For the listing below, report all lines that hold the word "worker".

- - -

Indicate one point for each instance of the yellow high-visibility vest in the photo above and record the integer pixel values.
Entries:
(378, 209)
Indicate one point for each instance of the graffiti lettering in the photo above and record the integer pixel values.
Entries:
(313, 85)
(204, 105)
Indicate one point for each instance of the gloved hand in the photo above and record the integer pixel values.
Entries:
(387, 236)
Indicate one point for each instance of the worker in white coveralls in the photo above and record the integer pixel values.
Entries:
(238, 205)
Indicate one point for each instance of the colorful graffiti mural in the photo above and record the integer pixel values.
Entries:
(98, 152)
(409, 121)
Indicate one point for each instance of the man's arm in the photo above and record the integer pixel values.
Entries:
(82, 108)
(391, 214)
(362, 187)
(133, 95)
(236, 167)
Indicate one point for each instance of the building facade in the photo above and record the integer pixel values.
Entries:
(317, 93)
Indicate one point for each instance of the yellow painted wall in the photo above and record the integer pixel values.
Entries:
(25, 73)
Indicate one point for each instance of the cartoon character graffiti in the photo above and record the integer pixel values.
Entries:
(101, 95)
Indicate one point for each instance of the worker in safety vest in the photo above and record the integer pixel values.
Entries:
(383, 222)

- - -

### SOLUTION TO THE PROBLEM
Indicate one point for each instance of the worker in white coveralls in the photo above and record the integer pixel values.
Indicate one point for each instance of the worker in safety vest in the photo above and record the integer pixel values.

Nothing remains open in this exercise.